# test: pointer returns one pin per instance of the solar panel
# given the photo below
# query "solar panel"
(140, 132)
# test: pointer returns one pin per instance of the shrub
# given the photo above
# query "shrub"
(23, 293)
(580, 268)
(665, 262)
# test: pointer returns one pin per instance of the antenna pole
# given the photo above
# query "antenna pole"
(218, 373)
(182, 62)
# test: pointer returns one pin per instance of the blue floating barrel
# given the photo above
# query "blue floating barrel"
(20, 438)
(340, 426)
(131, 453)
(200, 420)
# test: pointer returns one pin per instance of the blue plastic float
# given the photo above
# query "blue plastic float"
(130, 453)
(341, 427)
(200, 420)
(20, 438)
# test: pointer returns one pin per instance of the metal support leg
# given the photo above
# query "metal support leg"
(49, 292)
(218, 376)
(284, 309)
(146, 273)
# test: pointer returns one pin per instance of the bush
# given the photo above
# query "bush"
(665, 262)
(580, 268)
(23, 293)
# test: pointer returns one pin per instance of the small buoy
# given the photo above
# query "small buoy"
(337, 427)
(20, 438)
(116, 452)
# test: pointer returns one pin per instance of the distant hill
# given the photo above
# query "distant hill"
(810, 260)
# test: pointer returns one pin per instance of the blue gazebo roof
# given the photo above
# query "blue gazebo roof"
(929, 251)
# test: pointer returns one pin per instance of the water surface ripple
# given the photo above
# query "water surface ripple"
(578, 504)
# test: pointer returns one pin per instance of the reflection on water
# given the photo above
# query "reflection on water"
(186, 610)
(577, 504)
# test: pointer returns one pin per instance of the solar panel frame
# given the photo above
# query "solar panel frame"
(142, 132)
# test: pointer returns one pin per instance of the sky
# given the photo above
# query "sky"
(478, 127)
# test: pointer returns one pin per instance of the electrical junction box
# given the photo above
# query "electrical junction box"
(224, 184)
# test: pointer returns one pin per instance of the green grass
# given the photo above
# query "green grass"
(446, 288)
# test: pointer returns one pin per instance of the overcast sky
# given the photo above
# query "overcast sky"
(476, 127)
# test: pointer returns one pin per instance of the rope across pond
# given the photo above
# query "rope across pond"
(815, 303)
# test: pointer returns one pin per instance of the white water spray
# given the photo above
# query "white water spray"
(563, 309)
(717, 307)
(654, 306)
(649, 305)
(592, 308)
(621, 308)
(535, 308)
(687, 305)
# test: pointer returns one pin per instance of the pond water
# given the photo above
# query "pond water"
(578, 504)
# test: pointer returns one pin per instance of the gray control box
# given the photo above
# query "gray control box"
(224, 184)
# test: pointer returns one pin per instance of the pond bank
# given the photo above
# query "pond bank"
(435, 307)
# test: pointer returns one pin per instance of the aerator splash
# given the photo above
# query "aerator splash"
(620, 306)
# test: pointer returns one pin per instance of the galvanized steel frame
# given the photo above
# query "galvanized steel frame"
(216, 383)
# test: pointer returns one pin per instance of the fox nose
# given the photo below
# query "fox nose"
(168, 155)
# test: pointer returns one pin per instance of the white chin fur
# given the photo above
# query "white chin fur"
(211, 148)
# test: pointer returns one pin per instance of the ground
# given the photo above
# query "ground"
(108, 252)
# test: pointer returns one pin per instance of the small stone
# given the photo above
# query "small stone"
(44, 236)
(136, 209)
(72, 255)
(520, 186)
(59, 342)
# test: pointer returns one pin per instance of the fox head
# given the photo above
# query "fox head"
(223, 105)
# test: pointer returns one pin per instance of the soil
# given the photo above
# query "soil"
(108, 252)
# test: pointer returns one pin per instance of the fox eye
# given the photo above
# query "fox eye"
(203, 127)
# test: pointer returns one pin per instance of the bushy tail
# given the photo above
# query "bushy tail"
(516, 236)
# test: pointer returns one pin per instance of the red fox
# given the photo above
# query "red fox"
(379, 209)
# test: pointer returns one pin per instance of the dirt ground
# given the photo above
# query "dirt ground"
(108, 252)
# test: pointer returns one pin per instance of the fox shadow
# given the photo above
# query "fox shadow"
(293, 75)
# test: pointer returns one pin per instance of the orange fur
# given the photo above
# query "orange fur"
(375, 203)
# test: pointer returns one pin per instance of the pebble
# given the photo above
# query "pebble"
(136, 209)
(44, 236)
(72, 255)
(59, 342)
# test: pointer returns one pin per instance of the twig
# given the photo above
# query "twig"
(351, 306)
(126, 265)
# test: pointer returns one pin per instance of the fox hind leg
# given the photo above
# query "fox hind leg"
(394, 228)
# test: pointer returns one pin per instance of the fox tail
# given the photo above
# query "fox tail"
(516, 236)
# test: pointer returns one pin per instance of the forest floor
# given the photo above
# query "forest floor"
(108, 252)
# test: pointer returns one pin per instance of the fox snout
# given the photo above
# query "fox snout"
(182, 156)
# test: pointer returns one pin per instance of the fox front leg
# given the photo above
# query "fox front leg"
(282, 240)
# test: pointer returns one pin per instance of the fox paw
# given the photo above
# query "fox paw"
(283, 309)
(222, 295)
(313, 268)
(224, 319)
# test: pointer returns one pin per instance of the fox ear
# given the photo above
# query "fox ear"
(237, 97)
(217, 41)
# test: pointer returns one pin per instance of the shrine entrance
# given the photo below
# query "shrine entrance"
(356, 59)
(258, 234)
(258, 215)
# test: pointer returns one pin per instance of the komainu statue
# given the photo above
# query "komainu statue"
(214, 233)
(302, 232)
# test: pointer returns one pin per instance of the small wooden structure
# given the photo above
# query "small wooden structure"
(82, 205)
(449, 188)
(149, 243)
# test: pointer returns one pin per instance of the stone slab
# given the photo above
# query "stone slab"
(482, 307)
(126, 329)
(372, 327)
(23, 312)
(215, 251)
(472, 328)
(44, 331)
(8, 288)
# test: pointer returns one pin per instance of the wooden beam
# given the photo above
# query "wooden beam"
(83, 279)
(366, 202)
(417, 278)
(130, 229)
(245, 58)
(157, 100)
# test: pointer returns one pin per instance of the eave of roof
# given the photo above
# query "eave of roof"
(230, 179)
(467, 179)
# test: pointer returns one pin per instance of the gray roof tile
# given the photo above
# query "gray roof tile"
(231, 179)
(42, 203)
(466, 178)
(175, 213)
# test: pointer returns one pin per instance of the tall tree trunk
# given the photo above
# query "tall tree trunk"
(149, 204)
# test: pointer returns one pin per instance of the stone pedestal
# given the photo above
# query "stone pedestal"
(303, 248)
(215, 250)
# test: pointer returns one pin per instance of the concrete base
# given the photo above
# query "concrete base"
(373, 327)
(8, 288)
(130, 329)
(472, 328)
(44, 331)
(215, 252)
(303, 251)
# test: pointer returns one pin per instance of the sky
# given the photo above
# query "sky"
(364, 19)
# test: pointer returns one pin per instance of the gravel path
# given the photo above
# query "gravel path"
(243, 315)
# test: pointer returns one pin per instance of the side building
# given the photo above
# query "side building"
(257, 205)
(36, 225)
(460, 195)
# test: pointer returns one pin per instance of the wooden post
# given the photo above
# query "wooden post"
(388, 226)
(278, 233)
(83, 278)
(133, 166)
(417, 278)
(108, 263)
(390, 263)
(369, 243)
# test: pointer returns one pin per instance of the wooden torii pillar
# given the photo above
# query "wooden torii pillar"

**Task**
Extract the complete data, matching each line exactly.

**Output**
# test: pointer returns one pin per instance of the solar panel
# given the photo below
# query "solar panel"
(140, 132)
# test: pointer returns one pin per instance of the shrub
# given the photo above
# query "shrub"
(23, 293)
(580, 268)
(665, 262)
# test: pointer returns one pin per instance of the antenna pole
# given the photo above
# query "antenna pole"
(218, 373)
(182, 62)
# test: pointer returns one pin per instance of the blue floating barrel
# given the photo above
# query "blue floating barrel"
(20, 438)
(340, 426)
(131, 453)
(200, 420)
# test: pointer returns one pin per instance of the blue plastic float
# given the photo above
# query "blue plastic float"
(130, 453)
(341, 427)
(200, 420)
(20, 438)
# test: pointer returns one pin per instance of the metal support leg
# given the photo above
# query "metal support leg"
(49, 292)
(218, 376)
(284, 309)
(146, 273)
# test: pointer returns one pin per instance of the bush
# given the photo above
# query "bush"
(665, 262)
(580, 268)
(23, 293)
# test: pointer returns one pin per instance of the small buoy
# given the photo above
# query "small buoy"
(337, 427)
(20, 438)
(116, 452)
# test: pointer returns one pin per instance of the distant hill
# given the photo above
# query "distant hill"
(810, 260)
# test: pointer returns one pin per instance of the blue gazebo roof
# given the photo above
# query "blue gazebo roof"
(929, 251)
# test: pointer returns one pin per instance of the water surface ripple
# given the photo above
# query "water surface ripple"
(578, 504)
# test: pointer returns one pin per instance of the reflection on water
# given the photo above
# query "reflection on water"
(186, 610)
(577, 504)
# test: pointer returns one pin per instance of the solar panel frame
# given the photo above
# query "solar panel frame"
(142, 132)
# test: pointer returns one pin per instance of the sky
# given the photo above
# query "sky"
(478, 127)
# test: pointer returns one pin per instance of the electrical junction box
# given the photo above
# query "electrical junction box"
(224, 184)
# test: pointer returns one pin per instance of the green grass
# given the photo above
# query "green grass"
(446, 288)
# test: pointer returns one pin per instance of the overcast sky
# given the photo above
# query "overcast sky"
(476, 127)
# test: pointer returns one pin per instance of the rope across pond
# given the photo above
# query "rope across pond"
(815, 303)
# test: pointer returns one pin per instance of the white water spray
# given the photo above
# query "white water spray"
(563, 309)
(717, 307)
(654, 306)
(649, 305)
(592, 308)
(621, 308)
(535, 308)
(687, 305)
# test: pointer returns one pin per instance of the pond water
# given the photo above
# query "pond water"
(578, 504)
# test: pointer returns one pin per instance of the gray control box
# given the photo above
# query "gray control box"
(224, 184)
# test: pointer returns one pin per instance of the pond bank
# given the photo above
# query "pond bank"
(435, 307)
# test: pointer returns one pin per instance of the aerator splash
# given the photo above
# query "aerator splash"
(620, 306)
# test: pointer returns one pin per instance of the galvanized steel frame
# given the photo above
# query "galvanized steel frame"
(216, 383)
# test: pointer returns one pin per instance of the fox nose
# given the photo below
# query "fox nose"
(168, 155)
# test: pointer returns one pin per instance of the white chin fur
# given the photo above
# query "white chin fur"
(211, 148)
# test: pointer returns one pin per instance of the ground
# given the photo above
# query "ground"
(108, 252)
# test: pointer returns one pin per instance of the small stone
# given the photo above
# query "small stone"
(44, 236)
(136, 209)
(72, 255)
(520, 186)
(59, 342)
# test: pointer returns one pin per instance of the fox head
# given the photo above
# query "fox head"
(223, 105)
# test: pointer returns one pin per instance of the soil
# given the photo above
# query "soil"
(108, 252)
# test: pointer returns one pin per instance of the fox eye
# given the photo above
# query "fox eye"
(203, 127)
# test: pointer returns one pin per instance of the bushy tail
# given the photo above
# query "bushy tail"
(516, 236)
# test: pointer returns one pin per instance of the red fox
# given the photo above
# query "red fox"
(379, 209)
# test: pointer returns one pin per instance of the dirt ground
# given the photo above
# query "dirt ground"
(108, 252)
# test: pointer returns one pin per instance of the fox shadow
# given the photo above
# query "fox shadow"
(293, 75)
# test: pointer returns one pin per instance of the orange fur
# given the photo above
# query "orange fur"
(375, 203)
# test: pointer returns one pin per instance of the pebble
# given the photo above
# query "pebble"
(136, 209)
(44, 236)
(72, 255)
(59, 342)
# test: pointer returns one pin per instance of the twig
# given the photo above
# query "twig"
(351, 306)
(126, 265)
# test: pointer returns one pin per instance of the fox hind leg
# given the photo above
# query "fox hind leg"
(394, 228)
# test: pointer returns one pin per instance of the fox tail
# given the photo above
# query "fox tail"
(516, 236)
# test: pointer returns one pin per instance of the forest floor
# given the photo above
# query "forest floor"
(108, 252)
# test: pointer returns one pin per instance of the fox snout
# given the photo above
# query "fox snout"
(182, 156)
# test: pointer returns one pin per instance of the fox front leg
# given the photo above
# query "fox front leg"
(282, 240)
# test: pointer returns one pin per instance of the fox paw
# given the photo above
# query "fox paw"
(283, 309)
(222, 295)
(313, 268)
(224, 319)
# test: pointer returns one pin per instance of the fox ear
# given the photo above
# query "fox ear"
(237, 97)
(217, 41)
# test: pointer returns one pin per instance of the shrine entrance
# given the photo below
# query "shrine entrance"
(356, 59)
(258, 234)
(258, 215)
# test: pointer returns one pin per instance of the komainu statue
# given the photo above
# query "komainu statue"
(214, 233)
(302, 232)
# test: pointer returns one pin per instance of the small wooden structure
# given the photo above
# query "small wooden structure"
(82, 205)
(449, 188)
(149, 243)
# test: pointer returns one pin per instance of the stone slab
# given the photo above
# query "stone slab"
(482, 307)
(126, 329)
(372, 327)
(23, 312)
(215, 251)
(472, 328)
(44, 331)
(8, 288)
# test: pointer returns one pin per instance of the wooden beam
# given the photo above
# query "wooden beam"
(83, 279)
(366, 202)
(417, 278)
(130, 229)
(245, 58)
(157, 100)
# test: pointer returns one pin per instance of the eave of roof
# given the photo above
# query "eave of roof"
(230, 179)
(467, 179)
# test: pointer returns one pin per instance of the gray roof tile
# given the photo above
# query "gray roof tile"
(231, 179)
(42, 203)
(466, 178)
(175, 213)
# test: pointer returns one pin per instance of the tall tree trunk
# given the photo above
# query "tall tree trunk"
(149, 204)
# test: pointer returns one pin per instance of the stone pedestal
# given the photo above
# query "stone pedestal"
(303, 248)
(215, 250)
# test: pointer returns one pin per instance of the concrete base
# given the photo above
# query "concrete base"
(373, 327)
(8, 288)
(130, 329)
(472, 328)
(44, 331)
(215, 252)
(303, 251)
# test: pointer returns one pin per instance of the sky
# given the photo above
# query "sky"
(364, 19)
# test: pointer returns one pin per instance of the gravel path
# given the photo above
# query "gravel path"
(243, 315)
# test: pointer returns one pin per instance of the side building
# given the photo above
# query "side building"
(257, 205)
(36, 225)
(460, 195)
# test: pointer returns one pin per instance of the wooden post
# given the photo above
# query "wooden post"
(388, 226)
(278, 233)
(83, 278)
(133, 166)
(417, 278)
(108, 263)
(390, 263)
(369, 243)
# test: pointer returns one pin per instance of the wooden torii pillar
# given the photo above
# query "wooden torii pillar"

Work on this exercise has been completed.